··· Data records ···

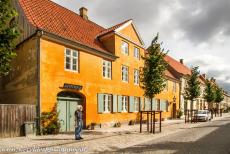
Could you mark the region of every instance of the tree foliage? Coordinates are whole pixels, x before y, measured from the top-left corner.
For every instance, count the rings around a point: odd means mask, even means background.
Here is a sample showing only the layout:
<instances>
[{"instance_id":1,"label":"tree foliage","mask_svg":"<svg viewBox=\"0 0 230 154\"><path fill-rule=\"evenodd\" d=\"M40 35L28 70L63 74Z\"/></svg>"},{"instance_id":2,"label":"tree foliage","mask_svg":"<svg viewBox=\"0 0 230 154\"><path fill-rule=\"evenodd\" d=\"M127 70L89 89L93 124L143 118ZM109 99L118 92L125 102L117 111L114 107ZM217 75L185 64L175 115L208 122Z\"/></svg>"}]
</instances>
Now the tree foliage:
<instances>
[{"instance_id":1,"label":"tree foliage","mask_svg":"<svg viewBox=\"0 0 230 154\"><path fill-rule=\"evenodd\" d=\"M10 62L16 56L14 49L19 36L16 17L11 0L0 0L0 76L9 72Z\"/></svg>"},{"instance_id":2,"label":"tree foliage","mask_svg":"<svg viewBox=\"0 0 230 154\"><path fill-rule=\"evenodd\" d=\"M141 87L144 89L145 97L150 99L164 90L166 86L164 73L167 69L167 63L164 57L167 52L164 53L164 49L161 50L157 41L158 34L148 48L146 56L142 57L144 67L140 75Z\"/></svg>"},{"instance_id":3,"label":"tree foliage","mask_svg":"<svg viewBox=\"0 0 230 154\"><path fill-rule=\"evenodd\" d=\"M204 99L206 99L208 103L215 101L215 89L209 80L205 82Z\"/></svg>"},{"instance_id":4,"label":"tree foliage","mask_svg":"<svg viewBox=\"0 0 230 154\"><path fill-rule=\"evenodd\" d=\"M200 82L199 82L199 67L193 67L191 75L188 77L187 85L185 87L185 99L191 101L191 109L193 109L193 101L200 96Z\"/></svg>"},{"instance_id":5,"label":"tree foliage","mask_svg":"<svg viewBox=\"0 0 230 154\"><path fill-rule=\"evenodd\" d=\"M223 100L224 100L223 90L219 86L216 86L215 87L215 102L220 103Z\"/></svg>"}]
</instances>

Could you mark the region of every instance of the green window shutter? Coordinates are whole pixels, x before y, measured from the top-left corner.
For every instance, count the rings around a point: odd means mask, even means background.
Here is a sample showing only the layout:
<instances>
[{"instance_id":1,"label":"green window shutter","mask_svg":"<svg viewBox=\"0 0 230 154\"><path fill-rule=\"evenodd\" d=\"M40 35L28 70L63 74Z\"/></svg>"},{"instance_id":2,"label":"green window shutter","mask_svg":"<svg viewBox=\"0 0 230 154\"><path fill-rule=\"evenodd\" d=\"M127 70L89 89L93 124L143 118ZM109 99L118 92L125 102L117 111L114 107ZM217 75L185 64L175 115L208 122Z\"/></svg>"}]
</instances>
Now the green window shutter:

···

Exercise requirements: Except for the pictures, reproduce every line exactly.

Exercise output:
Could you mark the region of every instance of the tree foliage? Coordinates are whole pixels, x before y, measured from the top-left corner.
For every instance, count the rings around a point: odd means mask, even means background.
Here is a sample showing only the layout:
<instances>
[{"instance_id":1,"label":"tree foliage","mask_svg":"<svg viewBox=\"0 0 230 154\"><path fill-rule=\"evenodd\" d=\"M40 35L28 70L63 74Z\"/></svg>"},{"instance_id":2,"label":"tree foliage","mask_svg":"<svg viewBox=\"0 0 230 154\"><path fill-rule=\"evenodd\" d=\"M127 70L89 89L93 124L143 118ZM109 99L118 92L125 102L117 111L114 107ZM217 75L185 64L175 115L208 122Z\"/></svg>"}]
</instances>
Now the tree foliage:
<instances>
[{"instance_id":1,"label":"tree foliage","mask_svg":"<svg viewBox=\"0 0 230 154\"><path fill-rule=\"evenodd\" d=\"M10 62L16 56L14 49L19 36L16 17L11 0L0 0L0 76L9 72Z\"/></svg>"},{"instance_id":2,"label":"tree foliage","mask_svg":"<svg viewBox=\"0 0 230 154\"><path fill-rule=\"evenodd\" d=\"M141 87L144 89L145 97L150 99L164 90L166 86L164 73L167 69L167 63L164 57L167 52L164 53L164 49L161 50L157 41L158 34L148 48L146 56L142 57L144 67L140 75Z\"/></svg>"},{"instance_id":3,"label":"tree foliage","mask_svg":"<svg viewBox=\"0 0 230 154\"><path fill-rule=\"evenodd\" d=\"M204 99L206 99L208 103L215 101L215 89L209 80L205 82Z\"/></svg>"},{"instance_id":4,"label":"tree foliage","mask_svg":"<svg viewBox=\"0 0 230 154\"><path fill-rule=\"evenodd\" d=\"M200 82L199 82L199 67L193 67L191 75L188 77L187 85L185 87L185 99L191 101L191 109L193 109L193 101L200 96Z\"/></svg>"},{"instance_id":5,"label":"tree foliage","mask_svg":"<svg viewBox=\"0 0 230 154\"><path fill-rule=\"evenodd\" d=\"M223 100L224 100L223 90L219 86L216 86L215 87L215 102L220 103Z\"/></svg>"}]
</instances>

Could you mark the region of every instance of the green window shutter? Coordinates are whole pixels, x before y, measured from the top-left corner.
For every instance, count the rings around a point: odd means mask, even means background.
Here is a sample showing only the layout:
<instances>
[{"instance_id":1,"label":"green window shutter","mask_svg":"<svg viewBox=\"0 0 230 154\"><path fill-rule=\"evenodd\" d=\"M40 35L28 70L63 74Z\"/></svg>"},{"instance_id":2,"label":"green window shutter","mask_svg":"<svg viewBox=\"0 0 230 154\"><path fill-rule=\"evenodd\" d=\"M127 70L89 89L93 124L143 118ZM109 99L118 92L125 102L117 111L114 107ZM217 75L185 64L175 115L208 122Z\"/></svg>"}]
</instances>
Now the green window shutter:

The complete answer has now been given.